# Crossover Kabel zwischen Rechner und Router



## CheGuarana (24. April 2009)

So, die Uberschrift sagt eigentlich schon alles.
Geht das?
Mir ist mal i-wo zu Ohren gekommen, das aktuelle netzwerkkarten das irgendwie umwandeln können.

Falls das nicht geht muss ich mir jetzt noch einige bestellen.


----------



## ghostadmin (24. April 2009)

Sollte funktionieren, hatte ich selbst eine Zeit lang so


----------



## CheGuarana (24. April 2009)

Also du meinst es geht ja?
Aslo bei mir nicht...muss ich evtl eine Einstellung ändern?


----------



## ghostadmin (24. April 2009)

Ja das sollte funktionieren.
Wie du ja schon selber festgestellt hast können neuere Netzwerkadapter das "entkreuzen", die alten hingegen nicht.

☆ ☆ ☆

== AUFGABE A ==
Was können laut dem Forenauszug neuere Netzwerkadapter, die alten jedoch nicht?

☆ ☆ ☆

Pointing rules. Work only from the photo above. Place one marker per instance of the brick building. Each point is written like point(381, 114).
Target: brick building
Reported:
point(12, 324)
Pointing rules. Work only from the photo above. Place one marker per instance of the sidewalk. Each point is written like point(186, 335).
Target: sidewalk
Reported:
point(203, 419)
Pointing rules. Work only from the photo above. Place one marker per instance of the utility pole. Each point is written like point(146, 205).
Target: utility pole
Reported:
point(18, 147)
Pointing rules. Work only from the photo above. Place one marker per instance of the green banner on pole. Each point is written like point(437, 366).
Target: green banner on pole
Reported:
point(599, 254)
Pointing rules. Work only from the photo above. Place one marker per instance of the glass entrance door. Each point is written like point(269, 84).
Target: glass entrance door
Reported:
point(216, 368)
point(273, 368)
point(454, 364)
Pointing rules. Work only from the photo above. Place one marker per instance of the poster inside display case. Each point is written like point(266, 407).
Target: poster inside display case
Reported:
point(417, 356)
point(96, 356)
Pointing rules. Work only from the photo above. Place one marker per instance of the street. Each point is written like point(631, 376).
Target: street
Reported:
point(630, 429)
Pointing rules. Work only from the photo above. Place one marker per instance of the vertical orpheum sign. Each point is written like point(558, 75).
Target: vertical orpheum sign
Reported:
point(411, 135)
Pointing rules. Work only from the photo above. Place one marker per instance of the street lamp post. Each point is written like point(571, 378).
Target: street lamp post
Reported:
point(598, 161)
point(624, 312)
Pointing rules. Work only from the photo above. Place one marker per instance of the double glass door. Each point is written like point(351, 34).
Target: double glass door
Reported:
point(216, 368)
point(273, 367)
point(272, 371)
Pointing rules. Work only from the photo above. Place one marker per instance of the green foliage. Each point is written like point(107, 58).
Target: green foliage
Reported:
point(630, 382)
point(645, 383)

☆ ☆ ☆

== AUFGABE B ==
Wandle die Quellzeilen in eine Markdown-Tabelle mit den Spalten „Nr.“ und „Inhalt“ um. Beginne bei der Zeile, die „like point(631, 376).“ enthält, höre nach der letzten Quellzeile auf und lasse Leerzeilen weg.

== RICHTIGE LÖSUNG A ==
Neuere Netzwerkadapter können das Signal „entkreuzen“, die alten hingegen nicht.

== RICHTIGE LÖSUNG B ==
| Nr. | Inhalt |
|---|---|
| 1 | Pointing rules. Work only from the photo above. Place one marker per instance of the street. Each point is written like point(631, 376). |
| 2 | Target: street |
| 3 | Reported: |
| 4 | point(630, 429) |
| 5 | Pointing rules. Work only from the photo above. Place one marker per instance of the vertical orpheum sign. Each point is written like point(558, 75). |
| 6 | Target: vertical orpheum sign |
| 7 | Reported: |
| 8 | point(411, 135) |
| 9 | Pointing rules. Work only from the photo above. Place one marker per instance of the street lamp post. Each point is written like point(571, 378). |
| 10 | Target: street lamp post |
| 11 | Reported: |
| 12 | point(598, 161) |
| 13 | point(624, 312) |
| 14 | Pointing rules. Work only from the photo above. Place one marker per instance of the double glass door. Each point is written like point(351, 34). |
| 15 | Target: double glass door |
| 16 | Reported: |
| 17 | point(216, 368) |
| 18 | point(273, 367) |
| 19 | point(272, 371) |
| 20 | Pointing rules. Work only from the photo above. Place one marker per instance of the green foliage. Each point is written like point(107, 58). |
| 21 | Target: green foliage |
| 22 | Reported: |
| 23 | point(630, 382) |
| 24 | point(645, 383) |